:: What you will do ::
Give the count of lines in the entries that include "each", and write nothing besides it.

:: Information given ::
::::::::::

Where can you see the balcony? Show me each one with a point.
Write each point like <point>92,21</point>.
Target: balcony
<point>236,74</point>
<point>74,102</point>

::::::::::

:: Answer below ::
2